[Dataset entries]

-- Opening Marker --

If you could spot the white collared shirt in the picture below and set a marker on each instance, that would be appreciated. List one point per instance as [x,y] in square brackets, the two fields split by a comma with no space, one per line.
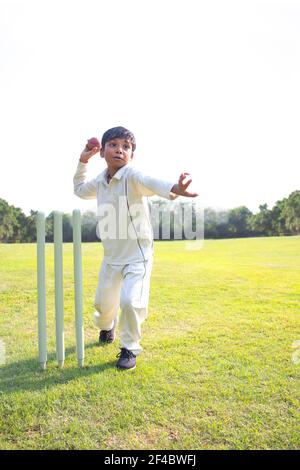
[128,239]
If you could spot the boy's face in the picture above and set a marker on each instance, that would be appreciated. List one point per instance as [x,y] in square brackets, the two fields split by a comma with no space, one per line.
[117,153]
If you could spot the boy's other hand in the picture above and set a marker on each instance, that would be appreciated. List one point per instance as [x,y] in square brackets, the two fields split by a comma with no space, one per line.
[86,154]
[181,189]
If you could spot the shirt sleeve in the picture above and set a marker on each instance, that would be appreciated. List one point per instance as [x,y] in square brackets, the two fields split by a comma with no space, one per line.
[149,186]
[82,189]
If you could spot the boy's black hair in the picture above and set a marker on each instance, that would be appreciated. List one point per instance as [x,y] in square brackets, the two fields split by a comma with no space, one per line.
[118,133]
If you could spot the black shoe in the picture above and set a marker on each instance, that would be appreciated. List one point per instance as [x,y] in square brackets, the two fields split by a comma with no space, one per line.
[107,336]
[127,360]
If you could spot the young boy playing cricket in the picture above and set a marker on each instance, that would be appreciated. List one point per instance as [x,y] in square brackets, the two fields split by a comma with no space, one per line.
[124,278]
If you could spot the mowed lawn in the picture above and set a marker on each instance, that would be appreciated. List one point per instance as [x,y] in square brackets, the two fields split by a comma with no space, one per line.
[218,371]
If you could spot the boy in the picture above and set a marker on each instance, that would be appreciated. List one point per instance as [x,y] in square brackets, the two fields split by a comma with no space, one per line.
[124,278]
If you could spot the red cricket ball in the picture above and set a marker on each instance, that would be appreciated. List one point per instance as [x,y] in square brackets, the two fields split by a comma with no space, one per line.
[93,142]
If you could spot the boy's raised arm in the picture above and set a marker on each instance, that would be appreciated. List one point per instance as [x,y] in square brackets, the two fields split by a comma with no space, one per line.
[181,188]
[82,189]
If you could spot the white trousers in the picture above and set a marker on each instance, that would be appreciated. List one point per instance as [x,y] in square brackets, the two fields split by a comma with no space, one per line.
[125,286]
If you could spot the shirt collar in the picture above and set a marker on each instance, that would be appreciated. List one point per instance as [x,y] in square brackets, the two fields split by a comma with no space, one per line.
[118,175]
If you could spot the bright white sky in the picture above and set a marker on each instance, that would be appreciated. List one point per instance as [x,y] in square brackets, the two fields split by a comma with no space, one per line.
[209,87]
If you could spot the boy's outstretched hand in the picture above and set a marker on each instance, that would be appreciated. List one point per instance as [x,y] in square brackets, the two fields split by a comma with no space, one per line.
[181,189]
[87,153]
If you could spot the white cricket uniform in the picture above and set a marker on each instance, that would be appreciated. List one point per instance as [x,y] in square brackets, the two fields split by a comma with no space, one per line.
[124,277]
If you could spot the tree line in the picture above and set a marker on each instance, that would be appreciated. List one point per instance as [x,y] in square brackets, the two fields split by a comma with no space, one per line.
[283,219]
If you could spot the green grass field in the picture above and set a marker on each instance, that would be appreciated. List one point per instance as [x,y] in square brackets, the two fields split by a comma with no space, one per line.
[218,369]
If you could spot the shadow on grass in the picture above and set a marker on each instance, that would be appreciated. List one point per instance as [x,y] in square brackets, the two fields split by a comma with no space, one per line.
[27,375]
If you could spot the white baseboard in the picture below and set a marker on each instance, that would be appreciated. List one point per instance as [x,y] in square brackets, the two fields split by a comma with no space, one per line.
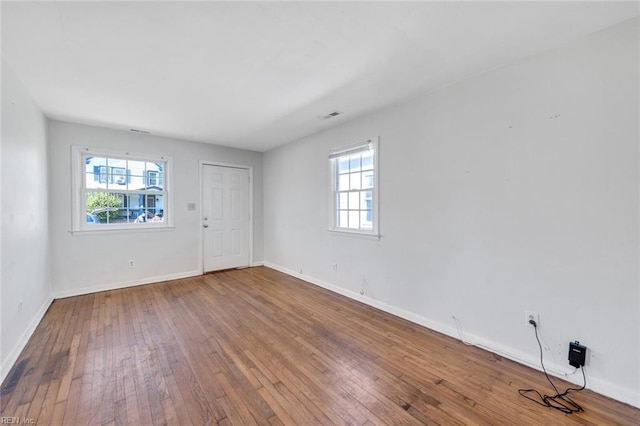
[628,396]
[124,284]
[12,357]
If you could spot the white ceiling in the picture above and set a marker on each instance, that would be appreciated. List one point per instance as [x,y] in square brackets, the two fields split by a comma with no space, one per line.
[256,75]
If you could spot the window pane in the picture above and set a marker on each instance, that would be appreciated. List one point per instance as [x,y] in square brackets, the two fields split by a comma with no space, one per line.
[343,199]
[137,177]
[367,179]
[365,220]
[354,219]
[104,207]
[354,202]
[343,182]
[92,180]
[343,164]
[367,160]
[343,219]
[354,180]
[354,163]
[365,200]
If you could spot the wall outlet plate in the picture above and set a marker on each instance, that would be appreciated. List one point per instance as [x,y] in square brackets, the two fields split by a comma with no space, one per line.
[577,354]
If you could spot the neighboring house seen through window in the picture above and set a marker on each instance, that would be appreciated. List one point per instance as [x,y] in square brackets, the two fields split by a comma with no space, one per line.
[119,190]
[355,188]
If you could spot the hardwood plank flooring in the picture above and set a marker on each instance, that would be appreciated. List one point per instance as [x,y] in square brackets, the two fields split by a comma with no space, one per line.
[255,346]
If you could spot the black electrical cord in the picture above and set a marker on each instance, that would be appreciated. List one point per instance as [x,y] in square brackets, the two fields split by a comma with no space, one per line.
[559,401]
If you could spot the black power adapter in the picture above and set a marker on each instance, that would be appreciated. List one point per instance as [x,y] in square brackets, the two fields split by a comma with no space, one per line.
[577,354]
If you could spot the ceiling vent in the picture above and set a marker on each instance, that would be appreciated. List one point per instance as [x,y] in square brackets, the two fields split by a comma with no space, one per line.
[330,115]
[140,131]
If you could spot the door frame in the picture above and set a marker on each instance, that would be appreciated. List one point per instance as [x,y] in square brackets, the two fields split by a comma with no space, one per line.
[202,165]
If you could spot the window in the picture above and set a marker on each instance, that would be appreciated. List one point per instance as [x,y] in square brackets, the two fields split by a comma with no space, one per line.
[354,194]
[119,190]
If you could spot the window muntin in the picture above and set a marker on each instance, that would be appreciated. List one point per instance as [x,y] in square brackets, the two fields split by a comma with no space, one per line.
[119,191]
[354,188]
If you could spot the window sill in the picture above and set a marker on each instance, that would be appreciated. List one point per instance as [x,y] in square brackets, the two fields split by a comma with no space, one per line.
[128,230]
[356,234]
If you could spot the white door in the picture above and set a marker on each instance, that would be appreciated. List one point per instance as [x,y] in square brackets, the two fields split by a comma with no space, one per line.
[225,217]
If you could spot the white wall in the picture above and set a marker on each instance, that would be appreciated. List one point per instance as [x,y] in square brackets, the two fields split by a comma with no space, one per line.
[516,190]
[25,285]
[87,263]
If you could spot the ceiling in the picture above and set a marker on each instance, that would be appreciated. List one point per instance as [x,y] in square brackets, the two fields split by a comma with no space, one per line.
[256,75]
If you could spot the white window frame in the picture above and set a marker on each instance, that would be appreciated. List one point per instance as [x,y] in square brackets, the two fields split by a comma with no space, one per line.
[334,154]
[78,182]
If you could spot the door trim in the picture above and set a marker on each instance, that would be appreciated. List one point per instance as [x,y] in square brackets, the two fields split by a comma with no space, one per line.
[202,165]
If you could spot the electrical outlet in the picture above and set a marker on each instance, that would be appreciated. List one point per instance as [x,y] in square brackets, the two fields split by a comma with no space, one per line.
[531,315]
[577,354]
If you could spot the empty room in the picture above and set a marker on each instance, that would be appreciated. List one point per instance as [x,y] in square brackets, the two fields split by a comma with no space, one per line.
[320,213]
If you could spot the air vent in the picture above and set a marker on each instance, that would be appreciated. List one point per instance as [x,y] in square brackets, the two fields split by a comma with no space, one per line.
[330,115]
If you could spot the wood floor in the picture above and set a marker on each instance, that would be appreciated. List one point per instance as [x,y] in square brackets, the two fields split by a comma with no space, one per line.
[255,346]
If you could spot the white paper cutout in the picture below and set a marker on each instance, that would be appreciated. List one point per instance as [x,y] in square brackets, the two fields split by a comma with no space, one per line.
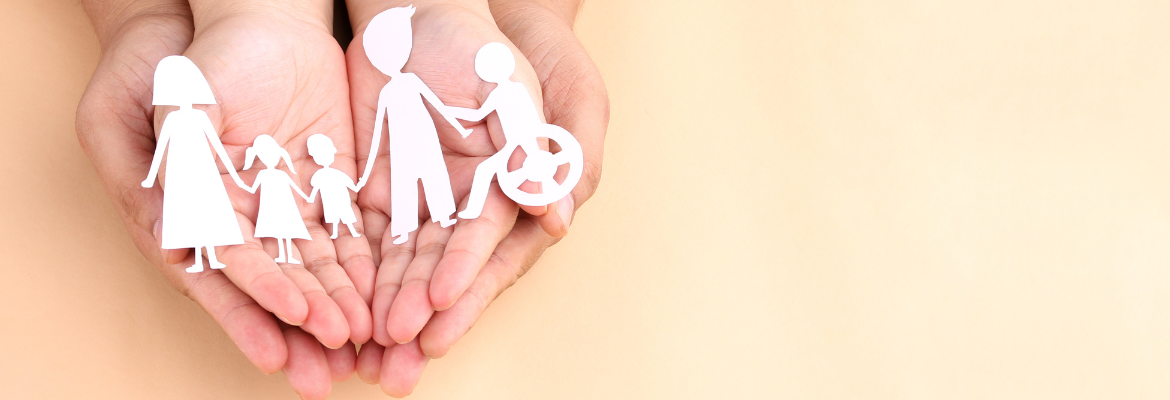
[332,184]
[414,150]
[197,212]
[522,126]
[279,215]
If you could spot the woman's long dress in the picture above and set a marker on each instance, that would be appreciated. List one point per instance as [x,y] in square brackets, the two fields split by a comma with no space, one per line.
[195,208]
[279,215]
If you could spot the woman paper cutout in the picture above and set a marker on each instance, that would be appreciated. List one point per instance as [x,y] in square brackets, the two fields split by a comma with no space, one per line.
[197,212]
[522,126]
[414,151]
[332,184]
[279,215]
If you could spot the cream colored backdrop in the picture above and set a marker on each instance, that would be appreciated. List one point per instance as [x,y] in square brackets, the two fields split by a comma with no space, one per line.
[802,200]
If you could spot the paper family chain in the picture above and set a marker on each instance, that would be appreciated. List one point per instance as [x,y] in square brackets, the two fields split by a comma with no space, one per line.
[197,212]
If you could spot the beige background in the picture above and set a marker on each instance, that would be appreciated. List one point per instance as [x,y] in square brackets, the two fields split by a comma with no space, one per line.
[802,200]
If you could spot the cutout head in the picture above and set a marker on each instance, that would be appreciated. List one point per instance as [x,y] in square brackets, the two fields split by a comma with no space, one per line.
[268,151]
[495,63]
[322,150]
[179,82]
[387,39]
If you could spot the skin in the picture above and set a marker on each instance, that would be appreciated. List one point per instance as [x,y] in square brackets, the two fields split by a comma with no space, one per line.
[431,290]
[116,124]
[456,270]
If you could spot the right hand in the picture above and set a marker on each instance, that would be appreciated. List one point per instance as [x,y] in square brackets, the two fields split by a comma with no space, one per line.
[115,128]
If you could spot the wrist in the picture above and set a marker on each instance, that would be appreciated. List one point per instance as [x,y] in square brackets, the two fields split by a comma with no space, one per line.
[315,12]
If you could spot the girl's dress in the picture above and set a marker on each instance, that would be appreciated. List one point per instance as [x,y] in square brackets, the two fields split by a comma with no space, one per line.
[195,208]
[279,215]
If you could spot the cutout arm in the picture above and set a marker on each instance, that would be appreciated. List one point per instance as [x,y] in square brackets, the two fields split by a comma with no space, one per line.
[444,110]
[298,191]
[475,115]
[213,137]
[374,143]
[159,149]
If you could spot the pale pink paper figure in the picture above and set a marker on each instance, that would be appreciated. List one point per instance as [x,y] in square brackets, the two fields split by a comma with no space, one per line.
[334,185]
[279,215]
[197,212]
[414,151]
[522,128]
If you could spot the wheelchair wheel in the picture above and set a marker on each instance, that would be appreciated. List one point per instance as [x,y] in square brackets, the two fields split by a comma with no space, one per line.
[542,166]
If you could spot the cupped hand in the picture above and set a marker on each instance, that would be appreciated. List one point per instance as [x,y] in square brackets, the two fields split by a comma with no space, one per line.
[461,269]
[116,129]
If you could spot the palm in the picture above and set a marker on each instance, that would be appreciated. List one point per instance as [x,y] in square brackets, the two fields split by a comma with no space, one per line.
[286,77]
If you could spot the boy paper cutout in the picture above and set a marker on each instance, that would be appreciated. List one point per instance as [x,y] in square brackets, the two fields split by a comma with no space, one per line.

-- Closing Marker --

● **WORK REQUIRED**:
Would you copy exactly the lines from the one that contains "If you could spot the cupped" through the final line of the records above, including both?

● **ANSWER SECTION**:
If you could spot the cupped hand in the picture above and set a marker on each instance, that would be appreciated. List one point per instance as [x,y] in square brackets, the two fields split by a comma with no space, one per line.
[461,269]
[116,129]
If you could spot the palm in the picture above and set a marker on each instance, that would be appreciated. List one point per instance as [x,y] in square brackets, the two fields split by a comma with no space, one per line.
[286,77]
If you could spot the boy paper cutout in the picture above and set a marker on each instance, that would be appreciated. List one point per instance as [x,y] in square brackets, the two fields split by a comma with no space, one per line.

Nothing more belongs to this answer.